(Passage given):
## BEGIN

This shorthand is extremely convenient for figuring out what posteriors are. For this case in particular, we have $$ p(Y,X,\beta) = p(Y|X,\beta) p(X) p(\beta) \propto \exp\left(-\frac 1 {2\sigma^2} \|Y-X\beta\|^2 - \frac{d}{2}\|\beta\|^2 \right) p(X) $$ Our question then, is: fixing $X$ and $Y$, what is the posterior on $\beta$? The answer is that it must be a Gaussian distribution by virtue of form, since regardless of what constant we end up dividing by, $p(\beta|X,Y)$ is exponential of a quadratic thing. We can figure out its mean and variance by completing the square: $$ \begin{align*} \beta | X,Y &\sim N\left(\hat\beta, \sigma^2 \left(X^\top X + \sigma^2 d I\right)^{-1}\right) \\ \hat\beta &= \E[\beta | X,Y] = \left(X^\top X + \sigma^2 d I\right)^{-1} X^\top Y \end{align*} $$

You might recognize that $\hat\beta$ is exactly the ridge regression solution for $\lambda = \frac d {\sigma^2}$! This allows us to wrap up the generalization error computation: $$ \E[\|\beta-\hat\beta\|^2 | X,Y] = \sigma^2\tr\left(X^\top X + \sigma^2 d I_d\right)^{-1} $$ We can do two sanity checks at this point:

when we have no data, the variance matches that of the assumed unconditional distribution of $\beta$, which is $\frac 1 d I_d$.

## END

(Supplied data):
## BEGIN

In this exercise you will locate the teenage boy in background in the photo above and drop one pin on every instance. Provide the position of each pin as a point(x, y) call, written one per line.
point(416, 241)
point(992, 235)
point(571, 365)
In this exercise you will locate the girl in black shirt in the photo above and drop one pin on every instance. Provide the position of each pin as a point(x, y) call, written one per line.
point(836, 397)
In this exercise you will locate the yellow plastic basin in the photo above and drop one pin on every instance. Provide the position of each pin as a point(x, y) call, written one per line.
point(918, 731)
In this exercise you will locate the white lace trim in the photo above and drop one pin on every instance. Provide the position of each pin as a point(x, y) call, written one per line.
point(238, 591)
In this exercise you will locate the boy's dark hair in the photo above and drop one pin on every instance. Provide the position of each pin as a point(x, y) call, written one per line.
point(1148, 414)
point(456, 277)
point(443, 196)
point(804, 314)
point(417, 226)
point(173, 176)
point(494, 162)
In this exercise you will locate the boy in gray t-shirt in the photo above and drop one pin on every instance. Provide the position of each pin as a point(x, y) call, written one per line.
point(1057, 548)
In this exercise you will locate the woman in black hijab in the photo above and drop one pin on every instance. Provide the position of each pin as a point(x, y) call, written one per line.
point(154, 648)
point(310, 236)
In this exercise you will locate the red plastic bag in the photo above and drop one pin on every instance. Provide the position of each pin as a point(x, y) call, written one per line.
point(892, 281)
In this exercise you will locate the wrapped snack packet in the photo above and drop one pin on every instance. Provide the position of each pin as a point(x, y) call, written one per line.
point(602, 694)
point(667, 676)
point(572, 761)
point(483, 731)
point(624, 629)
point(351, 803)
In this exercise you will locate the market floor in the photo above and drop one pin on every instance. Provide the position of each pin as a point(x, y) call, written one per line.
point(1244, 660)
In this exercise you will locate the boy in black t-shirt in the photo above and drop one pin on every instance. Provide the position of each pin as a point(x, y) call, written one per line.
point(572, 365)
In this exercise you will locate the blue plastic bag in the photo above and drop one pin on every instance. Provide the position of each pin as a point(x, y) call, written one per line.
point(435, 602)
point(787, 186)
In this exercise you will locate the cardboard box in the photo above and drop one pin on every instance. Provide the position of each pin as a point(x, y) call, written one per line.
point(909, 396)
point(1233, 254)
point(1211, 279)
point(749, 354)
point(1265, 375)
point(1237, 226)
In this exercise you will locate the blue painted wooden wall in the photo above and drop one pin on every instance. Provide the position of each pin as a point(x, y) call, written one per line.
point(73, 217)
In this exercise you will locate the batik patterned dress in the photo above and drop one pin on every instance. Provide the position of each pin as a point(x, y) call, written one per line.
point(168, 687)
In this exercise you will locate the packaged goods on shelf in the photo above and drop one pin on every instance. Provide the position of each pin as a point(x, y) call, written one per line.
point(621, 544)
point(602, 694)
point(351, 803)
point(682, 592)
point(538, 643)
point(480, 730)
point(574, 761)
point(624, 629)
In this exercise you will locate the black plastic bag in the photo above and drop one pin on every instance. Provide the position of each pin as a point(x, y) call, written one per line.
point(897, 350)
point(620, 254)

## END

(Stated problem 1): Please update the ridge regression passage from the words "You might recognize" through the words "is $\frac 1 d I_d$.", replacing "sanity checks" with "consistency checks".
(Stated problem 2): Go on with the ridge regression passage from where it stops.

(Exercise result 1):
You might recognize that $\hat\beta$ is exactly the ridge regression solution for $\lambda = \frac d {\sigma^2}$! This allows us to wrap up the generalization error computation: $$ \E[\|\beta-\hat\beta\|^2 | X,Y] = \sigma^2\tr\left(X^\top X + \sigma^2 d I_d\right)^{-1} $$ We can do two consistency checks at this point:

when we have no data, the variance matches that of the assumed unconditional distribution of $\beta$, which is $\frac 1 d I_d$.

(Exercise result 2):
In the limit of large data and fixed $d$, $X^\top X$ is asymptotically $n\E[xx^\top] = nI_d$, which matches the typical generalization rate of $1/n$ from OLS.
Also, since we have the optimal prediction here, this gives us a lower bound on how good any prediction can be (including OLS) - so nothing can beat OLS asymptotically in this setting.

The fully generic version of the computation.

With this simple case settled, let’s also do the fully generic version of the computation.

Suppose that $\beta \sim N(0,\Sigma_\beta)$ and $\E[xx^\top] = I_d$. (And let’s assume that $\Sigma_\beta$ is full-rank.) Then the log-likelihood is $$ p(Y,X,\beta) \propto \exp\left(-\frac 1 {2\sigma^2} \|Y-X\beta\|^2 - \frac 1 {2} \beta^\top \Sigma_\beta^{-1} \beta\right)p(X) $$

so therefore the posterior is $$ \beta | X,Y \sim N\left(\hat\beta, \left(X^\top X + \sigma^2 \Sigma_\beta^{-1}\right)^{-1}\right) $$ with $$\hat\beta = \left(X^\top X + \sigma^2 \Sigma_\beta^{-1}\right)^{-1} X^\top Y$$

Finally, the generalization error is $$ \E[\|y-x^\top \beta\|^2 | X,Y] = \E[\|x^\top (\beta-\hat\beta)\|^2 | X,Y] + \sigma^2 = \tr\left(\left(X^\top X + \sigma^2 \Sigma_\beta^{-1}\right)^{-1}\E[xx^\top]\right) + \sigma^2 $$

We can check that in the limit $\Sigma_\beta \to \infty$ (in the eigenvalue sense, so that $\Sigma_\beta^{-1} \to 0$), we recover OLS. A good sanity check is that the way that $\Sigma_\beta$ goes to infinity doesn’t matter.

So what goes wrong when $d=n$?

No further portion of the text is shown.